• COMPLETE THE FOLLOWING:
(1) Read the letter about textbook royalty income and decide whether each statement agrees with it: (a) the textbook is revised every three years; (b) the husband has expenses for his textbook work; (c) the university provides about half of his income. Answer yes or no for each, quoting the deciding words from the letter.
(2) Carry the letter about textbook royalty income forward, beginning right after its final sentence.

• EXCERPTED PASSAGE:
- - - -

Reporting Royalty Income for Textbook

Dear Tax Talk,

My husband is a full-time professor at a university. Several years ago, he was asked to help co-author the 12th edition of a well-established college textbook because one of the two original authors was retiring. He is now one of two authors for this textbook, which is revised every three years.

He has just completed co-authoring the 13th edition. He has no expenses -- just works long hours updating the original material (and supplying some original material of his own). This book, and its ancillary materials, is the only writing-for-profit that he does. The rest is all scholarly journal writing.

Can he report his royalty income, which he receives twice a year from the publisher, on Schedule E, or does he have to report it on Schedule C and pay self-employment tax? It's difficult for me to figure out: He's writing for profit on a regular basis, publishing updated editions every three years, but he is a full-time employee of a university that provides 80% of his income.

- - - -

• EXERCISE DATA:
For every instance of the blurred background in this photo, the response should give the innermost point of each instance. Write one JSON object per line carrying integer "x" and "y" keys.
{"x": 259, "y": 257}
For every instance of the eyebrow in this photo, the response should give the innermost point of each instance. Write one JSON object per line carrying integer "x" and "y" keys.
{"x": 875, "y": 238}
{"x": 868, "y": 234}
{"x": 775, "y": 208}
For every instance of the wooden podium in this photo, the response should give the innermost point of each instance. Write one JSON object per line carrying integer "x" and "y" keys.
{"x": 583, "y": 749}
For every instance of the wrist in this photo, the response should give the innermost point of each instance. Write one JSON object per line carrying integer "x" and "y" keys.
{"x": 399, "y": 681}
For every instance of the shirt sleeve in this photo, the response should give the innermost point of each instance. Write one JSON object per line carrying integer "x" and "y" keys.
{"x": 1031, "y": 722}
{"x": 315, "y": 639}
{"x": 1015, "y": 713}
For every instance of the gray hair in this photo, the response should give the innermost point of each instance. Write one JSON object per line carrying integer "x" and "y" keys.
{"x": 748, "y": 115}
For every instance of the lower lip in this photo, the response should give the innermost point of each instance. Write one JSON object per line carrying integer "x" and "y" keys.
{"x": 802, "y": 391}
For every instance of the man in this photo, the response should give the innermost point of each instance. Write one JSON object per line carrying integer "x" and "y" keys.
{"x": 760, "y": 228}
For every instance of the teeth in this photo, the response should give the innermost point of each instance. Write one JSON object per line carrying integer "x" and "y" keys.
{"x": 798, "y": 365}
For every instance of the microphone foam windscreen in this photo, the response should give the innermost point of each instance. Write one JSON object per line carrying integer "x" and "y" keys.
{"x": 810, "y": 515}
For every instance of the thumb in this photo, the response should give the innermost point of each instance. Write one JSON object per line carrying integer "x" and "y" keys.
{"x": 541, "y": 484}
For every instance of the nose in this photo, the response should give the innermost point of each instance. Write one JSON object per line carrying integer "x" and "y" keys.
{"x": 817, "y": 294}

- - - -

• PER-TASK ANSWERS:
(1)
(a) Yes: "which is revised every three years."
(b) No: "He has no expenses."
(c) No: "a university that provides 80% of his income."

(2)
He doesn't consider himself in business for himself as a writer; he considers himself an employee of his university for his teaching job. Thanks for any clarification you can give. -- Nancy

Dear Nancy, As an author, your husband is considered self-employed and his royalties are subject to self-employment tax. They should be reported on Schedule C and Schedule E, Supplemental Income and Loss. While Schedule E, Line 4 provides a space to enter royalties, the instructions state the following:

Report on line 4 royalties from oil, gas, or mineral properties (not including operating interests); copyrights; and patents. ... If you are in business as a self-employed writer, inventor, artist, etc., report your royalty income and expenses on Schedule C or C-EZ.

The net earnings on Schedule C or C-EZ are subject to self-employment tax on Schedule SE. It doesn't matter that his writing isn't his full-time job in determining if the earnings are subject to SE tax. Assuming he's paid Federal Insurance Contributions Act, or FICA, tax on his wages, he may not owe much more in SE tax as there is an annual income cap on FICA tax from all sources. In 2011, the income cap is $106,800. He may then only owe the Medicare tax of 2.9%.